**Tasks to carry out**:
A - Reproduce the passage on digital humanities word for word, from "Improving student learning, however, first" up to and including "the digital humanities.".
B - Write the next part of the passage on digital humanities at a liberal arts college, picking up after its final sentence.

**Source text**:
════════
Enhancing Undergraduate Learning with Digital Humanities
The support structure for DH at a liberal arts institution must actively engage with the faculty in conceiving how these often complex DH approaches can be reformulated for the classroom where students do not have either the deep subject knowledge of the discipline or the confidence in tackling a new technology. Another challenge is conveying that DH is more than just teaching with technology. In the future, we plan even more pedagogy-focused workshops that explore how faculty are using tools, the difficulties encountered, the effectiveness of various tools, and how to improve student learning.
Improving student learning, however, first requires defining the learning outcomes expected through DH. One can find an excellent set of learning outcomes and priorities in Digital_Humanities emphasizing “the ability to think critically with digital methods to formulate projects that have humanities questions at their core” (Burdick et al. 2012, 134). Indeed, the mode of critical thinking with digital methods must be incorporated within the mindset of faculty, IT professionals, and librarians to effectively teach with the digital humanities.
Such thinking is the key to the future of digital humanities on this campus. Dean Keen offers an energetic vision:
In ten years, digital humanities projects will be so diffused throughout the curriculum that they no longer look experimental; they gain broad acceptance as a legitimate mode of student work. Student transcripts contain links to their DH projects as part of demonstrated student learning outcomes. Our liberal arts grads possess not only information fluency, but the craft skills to make and manipulate digital artifacts. Parsing large data sets in easily visualized and nuanced ways becomes a normal skill of our humanities grads, along with writing and critical thinking (Suzanne Keen, e-mail message to author, March 11, 2014).
The key for success of the digital humanities at a small liberal arts college is to focus on the learning outcomes. Identify the knowledge and skills that students should acquire through the DH assignments in a course, and think deeply about how students can transfer that digital learning to their other courses and their lives beyond graduation. In the end, the value of the digital humanities is to reinforce the critical thinking and lifelong learning skills that are the foundation of a liberal arts education.
Conclusions and Recommendations
Given that our program is still in the developmental phase, it is difficult to draw any sweeping conclusions about the effectiveness of DH at W&L. We can, however, offer some recommendations and preliminary analysis on starting a movement on a small college campus. Step one is to identify the important constituencies. For faculty this can often be a blind spot. One cannot assume that the teaching faculty are the only critical group and the rest is just details, so to speak. While teaching faculty are central to the success of many ideas, there often is an entire support structure necessary, and this support structure must be brought in as equal partners. For DH specifically, one cannot even begin without cooperation from teaching faculty, library faculty, and ITS staff committing to the vision.
════════
**Data segment**:
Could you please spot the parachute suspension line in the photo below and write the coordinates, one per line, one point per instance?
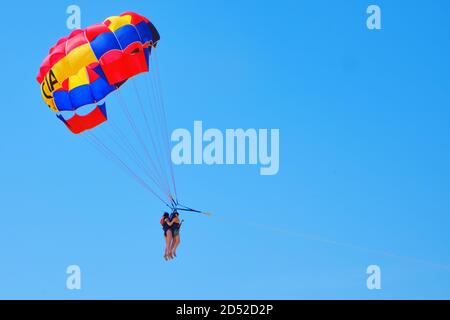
════════
**Solved problems**:
A -
Improving student learning, however, first requires defining the learning outcomes expected through DH. One can find an excellent set of learning outcomes and priorities in Digital_Humanities emphasizing “the ability to think critically with digital methods to formulate projects that have humanities questions at their core” (Burdick et al. 2012, 134). Indeed, the mode of critical thinking with digital methods must be incorporated within the mindset of faculty, IT professionals, and librarians to effectively teach with the digital humanities.

B -
Step two is to create “buy-in” among the different constituencies. There are many ways to set these expectations, but Dean Keen’s year-long informal gatherings were particularly effective as an ice breaking method for groups who do not always work closely together. They also allowed for some relaxed brainstorming that is difficult to foster in a more formal setting. When it comes to DH, for example, teaching faculty at some institutions are not always comfortable engaging with ITS staff. This can be especially true when it comes to humanities faculty, thus the ice breaking was an inspired step.
Step three is to keep the university mission front and center. Small liberal arts colleges are teaching institutions. As long as your movement is related to the enhancement of that mission, it can take off. At Washington and Lee, pedagogy is the central focus of all DH efforts. Research programs are necessary and desirable, and some faculty have begun using DH methods in their research, but the focus is on the classroom.
The last step is to entice teaching faculty. Humanities faculty and qualitatively oriented social scientists are not always comfortable with computing technologies. It is important that library and ITS collaborate to ease the integration of DH methodologies into courses across the curriculum in support of these initiatives. If a movement requires change, it helps if that change can be implemented as simply and easily as possible. If the change is complicated and difficult, there is little incentive for teaching faculty to adopt the desired change.
Distributed under a Creative Commons Attribution-ShareAlike 3.0 Unported License.
Alexander, Bryan and Rebecca Frost Davis. “Should Liberal Arts Campuses do Digital Humanities? Process and Products in the Small College World,” In Debates in the Digital Humanities, Edited by Matthew K. Gold, 368-389. Minneapolis: University of Minnesota Press, 2012.
Brier, Stephen. “Where’s the Pedagogy? The Role of Teaching and Learning in the Digital Humanities,” In Debates in the Digital Humanities, Edited by Matthew K. Gold, 390-412. Minneapolis: University of Minnesota Press, 2012.
Burdick, Anne, Johanna Drucker, Peter Lunenfeld, Todd Presner and Jeffrey Schnapp. Digital_Humanities. Boston: MIT University Press, 2012.
Hirsch, Brett D., ed. Digital Humanities Pedagogy: Practices, Principles and Politics. Open Book Publishers, 2012.
Keen, Suzanne. e-mail message to Paul A.Youngman. March 11, 2014.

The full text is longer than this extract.